[Opening Provided text section]

As federal officials propose rolling back water protection regulations, Long Island is struggling to find a solution to the problem of its increasingly contaminated drinking water supply.
Environmental experts have pointed out the presence of a cancer-causing contaminant — 1,4 dioxane, which is found not only in antifreeze, but in soap and cosmetics as well — in our aquifers. At least 82 wells across Long Island have tested above the state limits for dioxane, which is known to cause cancer in animals and is likely to do so in humans, according to the Environmental Protection Agency.
With reports that drinking water on some parts of the Island is among the most contaminated in the state, and the ongoing threat of saltwater intrusion into our aquifers due to overuse, we need to start seriously considering sharing New York City’s supplies.
Our initial response to the deteriorating quality of our water might be to treat it or remove contaminants, but the process is costly and the technology is in short supply. Because of this, state lawmakers have proposed that we tap into the city’s vast supplies, which could suffice for parts of western Nassau County, or further east, depending on the cost.
On a larger scale, the Trump administration’s Environmental Protection Agency has proposed slowing the schedule for the replacement of millions of harmful lead pipes as well as rolling back regulations on coal plant waste, which could lead to further contamination of drinking water supplies, which in turn could cause life-threatening issues in humans. Coal plants often dump their residue into pits in the ground, from which toxic chemicals like arsenic, lead and mercury can seep into groundwater.

[Closing Provided text section]
[Opening Supplied data section]

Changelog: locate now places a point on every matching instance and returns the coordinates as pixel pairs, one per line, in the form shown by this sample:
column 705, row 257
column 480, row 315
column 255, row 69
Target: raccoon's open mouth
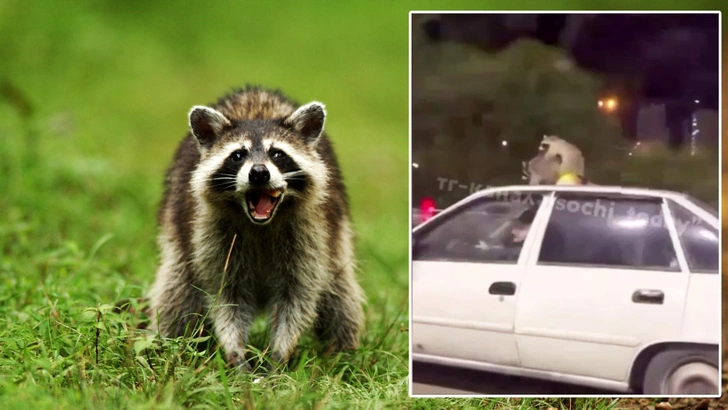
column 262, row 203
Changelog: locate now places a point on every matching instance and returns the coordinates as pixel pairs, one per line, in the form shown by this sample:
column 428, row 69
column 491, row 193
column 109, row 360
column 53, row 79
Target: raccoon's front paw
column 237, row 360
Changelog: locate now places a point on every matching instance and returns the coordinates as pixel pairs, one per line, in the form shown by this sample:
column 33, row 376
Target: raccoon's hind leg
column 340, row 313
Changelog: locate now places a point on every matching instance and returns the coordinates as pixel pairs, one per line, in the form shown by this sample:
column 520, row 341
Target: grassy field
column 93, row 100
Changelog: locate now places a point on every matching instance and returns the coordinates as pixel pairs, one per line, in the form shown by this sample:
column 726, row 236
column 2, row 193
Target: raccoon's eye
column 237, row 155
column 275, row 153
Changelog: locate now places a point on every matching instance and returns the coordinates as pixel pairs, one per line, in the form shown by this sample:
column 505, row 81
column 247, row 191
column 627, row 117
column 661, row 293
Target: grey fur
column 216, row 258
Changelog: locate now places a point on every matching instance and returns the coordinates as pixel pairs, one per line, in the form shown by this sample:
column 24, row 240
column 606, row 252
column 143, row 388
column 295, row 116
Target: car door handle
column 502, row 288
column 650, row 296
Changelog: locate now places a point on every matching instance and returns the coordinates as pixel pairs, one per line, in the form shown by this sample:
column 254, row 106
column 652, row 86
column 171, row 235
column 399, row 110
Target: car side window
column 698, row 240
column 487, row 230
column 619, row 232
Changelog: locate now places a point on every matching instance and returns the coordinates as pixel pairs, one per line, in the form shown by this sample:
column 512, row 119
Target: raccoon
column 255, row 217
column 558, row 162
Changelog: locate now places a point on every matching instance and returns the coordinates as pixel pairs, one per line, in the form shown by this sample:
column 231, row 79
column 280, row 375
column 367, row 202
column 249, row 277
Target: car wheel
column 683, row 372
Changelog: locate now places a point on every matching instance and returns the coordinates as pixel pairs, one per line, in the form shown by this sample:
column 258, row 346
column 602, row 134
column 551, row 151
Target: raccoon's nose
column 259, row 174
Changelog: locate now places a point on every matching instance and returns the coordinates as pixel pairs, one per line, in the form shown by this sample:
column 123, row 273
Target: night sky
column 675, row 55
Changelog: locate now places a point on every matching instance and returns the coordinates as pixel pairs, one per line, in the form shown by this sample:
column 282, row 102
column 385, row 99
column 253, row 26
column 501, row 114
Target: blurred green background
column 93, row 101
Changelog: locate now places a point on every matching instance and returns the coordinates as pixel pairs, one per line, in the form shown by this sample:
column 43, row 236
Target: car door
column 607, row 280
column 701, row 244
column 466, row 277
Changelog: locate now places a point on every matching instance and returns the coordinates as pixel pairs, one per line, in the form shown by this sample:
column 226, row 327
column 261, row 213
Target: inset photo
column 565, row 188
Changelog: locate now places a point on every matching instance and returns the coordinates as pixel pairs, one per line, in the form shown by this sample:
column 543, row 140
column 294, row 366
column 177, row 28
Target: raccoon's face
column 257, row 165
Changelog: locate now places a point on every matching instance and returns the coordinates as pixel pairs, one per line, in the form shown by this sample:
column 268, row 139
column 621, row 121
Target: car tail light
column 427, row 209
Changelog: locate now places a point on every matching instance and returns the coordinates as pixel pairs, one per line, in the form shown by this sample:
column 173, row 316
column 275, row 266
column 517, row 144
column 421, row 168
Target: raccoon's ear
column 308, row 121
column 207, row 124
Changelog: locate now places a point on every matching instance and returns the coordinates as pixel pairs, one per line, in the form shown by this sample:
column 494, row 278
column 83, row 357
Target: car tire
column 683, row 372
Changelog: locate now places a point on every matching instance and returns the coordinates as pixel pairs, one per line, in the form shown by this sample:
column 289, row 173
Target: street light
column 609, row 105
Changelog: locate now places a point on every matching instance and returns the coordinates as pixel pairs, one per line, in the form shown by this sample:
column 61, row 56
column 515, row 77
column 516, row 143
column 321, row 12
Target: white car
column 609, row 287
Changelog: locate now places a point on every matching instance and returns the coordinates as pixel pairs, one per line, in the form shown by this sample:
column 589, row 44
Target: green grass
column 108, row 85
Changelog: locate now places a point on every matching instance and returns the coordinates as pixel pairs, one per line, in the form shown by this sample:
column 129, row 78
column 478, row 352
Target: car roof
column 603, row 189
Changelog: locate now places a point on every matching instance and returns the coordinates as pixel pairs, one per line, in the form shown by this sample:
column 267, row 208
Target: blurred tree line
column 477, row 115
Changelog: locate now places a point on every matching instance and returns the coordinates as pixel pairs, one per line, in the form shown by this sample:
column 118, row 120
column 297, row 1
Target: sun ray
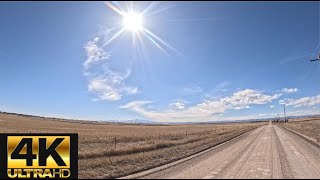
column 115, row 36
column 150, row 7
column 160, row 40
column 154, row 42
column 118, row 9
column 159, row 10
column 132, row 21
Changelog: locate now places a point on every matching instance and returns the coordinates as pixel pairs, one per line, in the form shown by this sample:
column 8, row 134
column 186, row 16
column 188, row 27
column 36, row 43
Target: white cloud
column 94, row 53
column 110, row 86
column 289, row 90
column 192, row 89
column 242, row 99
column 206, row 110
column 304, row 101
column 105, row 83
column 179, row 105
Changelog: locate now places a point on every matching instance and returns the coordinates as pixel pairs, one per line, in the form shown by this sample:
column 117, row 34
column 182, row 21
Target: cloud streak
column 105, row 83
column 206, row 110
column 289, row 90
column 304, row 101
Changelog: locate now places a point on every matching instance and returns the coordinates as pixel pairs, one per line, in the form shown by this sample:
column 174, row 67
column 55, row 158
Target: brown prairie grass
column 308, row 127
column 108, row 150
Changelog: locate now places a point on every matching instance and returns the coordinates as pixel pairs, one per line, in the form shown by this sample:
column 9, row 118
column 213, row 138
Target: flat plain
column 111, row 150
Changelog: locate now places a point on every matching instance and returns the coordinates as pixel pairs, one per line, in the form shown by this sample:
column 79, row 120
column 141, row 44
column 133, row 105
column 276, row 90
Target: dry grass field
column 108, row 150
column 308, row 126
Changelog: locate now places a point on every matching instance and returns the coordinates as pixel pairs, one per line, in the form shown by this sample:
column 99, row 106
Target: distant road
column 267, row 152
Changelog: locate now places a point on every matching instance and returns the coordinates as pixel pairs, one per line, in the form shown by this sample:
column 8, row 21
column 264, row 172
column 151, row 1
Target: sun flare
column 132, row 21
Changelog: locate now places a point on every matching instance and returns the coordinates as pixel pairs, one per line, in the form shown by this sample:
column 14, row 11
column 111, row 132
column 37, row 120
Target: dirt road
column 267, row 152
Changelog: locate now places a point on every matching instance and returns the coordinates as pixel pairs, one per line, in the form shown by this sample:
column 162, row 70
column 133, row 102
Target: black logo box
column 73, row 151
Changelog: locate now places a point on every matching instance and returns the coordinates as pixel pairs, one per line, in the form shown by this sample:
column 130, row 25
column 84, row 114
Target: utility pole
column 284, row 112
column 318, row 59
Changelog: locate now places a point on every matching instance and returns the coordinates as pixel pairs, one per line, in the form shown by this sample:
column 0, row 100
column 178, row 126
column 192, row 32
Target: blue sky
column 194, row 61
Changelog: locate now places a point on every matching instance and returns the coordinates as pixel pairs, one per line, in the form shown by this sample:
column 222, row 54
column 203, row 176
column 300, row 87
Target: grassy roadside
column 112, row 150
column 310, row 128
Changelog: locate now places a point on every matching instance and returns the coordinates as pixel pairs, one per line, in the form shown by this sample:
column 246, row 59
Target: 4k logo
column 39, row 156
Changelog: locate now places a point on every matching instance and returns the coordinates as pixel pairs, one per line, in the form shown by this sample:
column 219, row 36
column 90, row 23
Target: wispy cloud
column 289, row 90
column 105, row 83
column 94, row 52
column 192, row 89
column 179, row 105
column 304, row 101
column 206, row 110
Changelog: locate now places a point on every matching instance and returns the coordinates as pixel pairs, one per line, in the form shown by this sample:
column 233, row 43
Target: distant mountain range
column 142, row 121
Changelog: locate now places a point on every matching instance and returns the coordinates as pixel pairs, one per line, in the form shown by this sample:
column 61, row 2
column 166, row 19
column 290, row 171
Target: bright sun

[Closing Supplied data section]

Required work ▸
- A) In the Long Island water text, write out the passage starting at "As federal officials" and ending at "Environmental Protection Agency.".
- B) Using the Long Island water text, decide whether each statement agrees with it, answering yes or no and quoting the words that settle it. (i) At least 82 wells on Long Island have tested above the state limits for dioxane. (ii) Treating the water to remove contaminants is described as inexpensive. (iii) Coal plants often dump their residue into pits in the ground.
- C) According to the Long Island water text, besides antifreeze, what products contain 1,4 dioxane?

Your responses ▸
- A)
As federal officials propose rolling back water protection regulations, Long Island is struggling to find a solution to the problem of its increasingly contaminated drinking water supply.
Environmental experts have pointed out the presence of a cancer-causing contaminant — 1,4 dioxane, which is found not only in antifreeze, but in soap and cosmetics as well — in our aquifers. At least 82 wells across Long Island have tested above the state limits for dioxane, which is known to cause cancer in animals and is likely to do so in humans, according to the Environmental Protection Agency.

- B)
(i) Yes: "At least 82 wells across Long Island have tested above the state limits for dioxane"
(ii) No: "the process is costly and the technology is in short supply"
(iii) Yes: "Coal plants often dump their residue into pits in the ground"

- C) Soap and cosmetics.